## TEXT SECTION

----------------

From coder to top pomelo seller: One son's journey to take over the family business

From coder to top pomelo seller: One son's journey to take over the family business

Staff Writer
Staff Writer
Pinduoduo Content Team
July 11, 2021

Very few people would give up a job with an internet company in a big city to go home to the countryside to sell fruit. But that’s exactly what Chen Zongyou did when he quit his job as a programmer and returned to Pinghe County in Fujian province to join the family business.

Many of his relative were surprised by the decision. Chen himself harbored doubts, which were exacerbated when he found himself working alone in a warehouse in the mountains, with only pomelo trees to look at.

Although depressed at the beginning, Chen stuck at it. He knew the place was full of fruit, abundant in bananas, green dates, carambola and more. In particular, he knew that the local pomelo, with a planting area of more than 800 thousand Mu and an annual output value of nearly 10 billion yuan, had a bright future.

Last year, Chen’s shop on Pinduoduo’s e-commerce platform achieved a breakthrough with thousands of orders and a turnover exceeding 50 million yuan (US$7.73 million), making it the top seller in the pomelo category.

Pinghe County in Fujian enjoys a suitable climate for growing pomelos.

His journey from coder to No. 1 pomelo seller has its share of ups and downs.

In 1988, his father traveled alone to Shenzhen, the coastal boomtown opposite Hong Kong, and started to sell the fresh pomelos produced in his hometown.

From a small street stall to home delivery with a trolley, his father grew his Shenzhen fruit business, becoming a supplier to the Baiguoyuan fruit juice company for many years.

Chen grew up with his father in Shenzhen until his admission to Xiamen University. After graduating in 2017, Chen went into computing but later gave up his position as a programmer in an internet company. He decided to go home and sell pomelos with his father but using a different method – e-commerce.

----------------

## PROBLEM A
Which lines of the entries contain the string "rear"? Return each one, treating uppercase and lowercase as different.
The article and the entries have no connection to each other.

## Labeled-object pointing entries
----------------

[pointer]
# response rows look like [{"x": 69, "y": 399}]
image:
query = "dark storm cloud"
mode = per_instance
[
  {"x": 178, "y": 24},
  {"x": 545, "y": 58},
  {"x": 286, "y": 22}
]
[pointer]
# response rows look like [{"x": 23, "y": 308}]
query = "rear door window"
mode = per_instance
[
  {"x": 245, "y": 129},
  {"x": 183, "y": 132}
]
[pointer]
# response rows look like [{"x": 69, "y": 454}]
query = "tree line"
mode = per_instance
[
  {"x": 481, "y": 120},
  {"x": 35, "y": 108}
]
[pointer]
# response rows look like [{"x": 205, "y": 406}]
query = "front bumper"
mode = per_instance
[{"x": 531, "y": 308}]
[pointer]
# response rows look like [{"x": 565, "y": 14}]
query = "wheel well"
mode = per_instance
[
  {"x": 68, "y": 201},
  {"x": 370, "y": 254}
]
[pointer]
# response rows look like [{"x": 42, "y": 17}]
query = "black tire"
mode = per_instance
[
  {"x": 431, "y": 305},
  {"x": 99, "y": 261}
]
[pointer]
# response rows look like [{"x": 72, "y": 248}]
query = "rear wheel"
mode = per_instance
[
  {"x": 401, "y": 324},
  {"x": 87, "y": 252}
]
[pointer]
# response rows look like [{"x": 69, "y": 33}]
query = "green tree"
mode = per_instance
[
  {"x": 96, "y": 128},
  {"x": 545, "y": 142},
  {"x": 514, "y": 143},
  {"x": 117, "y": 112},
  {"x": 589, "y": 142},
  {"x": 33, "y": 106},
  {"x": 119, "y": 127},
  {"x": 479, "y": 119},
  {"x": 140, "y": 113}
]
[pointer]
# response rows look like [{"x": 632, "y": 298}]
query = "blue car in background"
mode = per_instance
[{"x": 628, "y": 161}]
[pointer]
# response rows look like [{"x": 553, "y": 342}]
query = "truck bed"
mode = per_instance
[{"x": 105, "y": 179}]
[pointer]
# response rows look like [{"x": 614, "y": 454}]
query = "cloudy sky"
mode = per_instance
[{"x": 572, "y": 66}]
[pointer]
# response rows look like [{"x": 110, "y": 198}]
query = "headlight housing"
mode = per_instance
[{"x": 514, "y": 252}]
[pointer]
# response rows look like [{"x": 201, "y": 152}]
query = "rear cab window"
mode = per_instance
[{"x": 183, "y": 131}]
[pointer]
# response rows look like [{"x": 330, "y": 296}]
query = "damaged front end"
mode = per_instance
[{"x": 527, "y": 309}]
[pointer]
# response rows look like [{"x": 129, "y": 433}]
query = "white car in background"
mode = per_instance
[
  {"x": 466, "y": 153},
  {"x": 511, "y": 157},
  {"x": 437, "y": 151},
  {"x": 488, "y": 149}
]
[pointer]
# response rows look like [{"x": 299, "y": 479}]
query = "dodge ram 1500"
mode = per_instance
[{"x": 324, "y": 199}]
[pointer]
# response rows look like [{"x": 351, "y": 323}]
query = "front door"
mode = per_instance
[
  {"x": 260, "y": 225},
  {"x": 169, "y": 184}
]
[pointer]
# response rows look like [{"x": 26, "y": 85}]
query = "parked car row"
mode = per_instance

----------------

## PROBLEM B
Pick up the article about Chen Zongyou's pomelo business after its last sentence and continue it.

## TASK RESULT A
query = "rear door window"
query = "rear wheel"
query = "rear cab window"

## TASK RESULT B
It was a prescient move as the shift in consumption behavior meant more people were buying fruits online. The migration online also opened up demand from all over the country. At the same time, his father’s offline business shrank substantially, with sales volumes half of the online business, leading to an excess of inventory and millions of losses.

Even though his father had been in the fruit game for decades, the difficulties with the offline business were a sign of changing times. Data from the postal sector in Pinghe County shows that online orders of local pomelos have exceeded total output by 50% since 2018, and the trend is expected to continue.

“Personally, I feel very lucky that I can build on my father’s efforts and bring new success with e-commerce – this is an achievement,” Chen said. “Each generation has its own set of obligations and it’s now time for a younger generation to take on the burden of our parents and continue to struggle on the road of agriculture.”

Location, location, location

Pinghe County, a small place in the mountainous area of southern Fujian, is only 90 kilometers away from Xiamen. However, it misses out on many national trends because of its remote geographic location. Even ice-cream and tea brand Mixue Bingcheng, expanding aggressively in the wider region, did not think of opening its first shop in Pinghe until last year.

Having grown up in Shenzhen and worked as a programmer, Chen had reservations about returning to the family fruit business knowing that many of his former college mates had gone on to work for big internet companies in Beijing, Shanghai and Guangzhou.

Chen on graduation day at Xiamen University.

On Chen’s initial return, Chen’s father hoped his son would take over the business by working on its traditional offline distribution model. But Chen knew that after decades of hard work, the traditional offline market had become saturated, and that the future was e-commerce.

Chen tried various online models, such as WeChat business, online stores, and other distribution channels for over three years. He also went to Yiwu, the gigantic wholesale market, to study for two months, but conditions were still lukewarm, with only a few orders coming in on slow days.

But through persistence, a turning point was reached in 2019. In October that year, Chen discovered Pinduoduo and became a supplier for Duo Duo Orchard. The daily sales volume of the store soon reached 6,000 to 7,000 orders. In less than three months, he sold more than 1 million boxes.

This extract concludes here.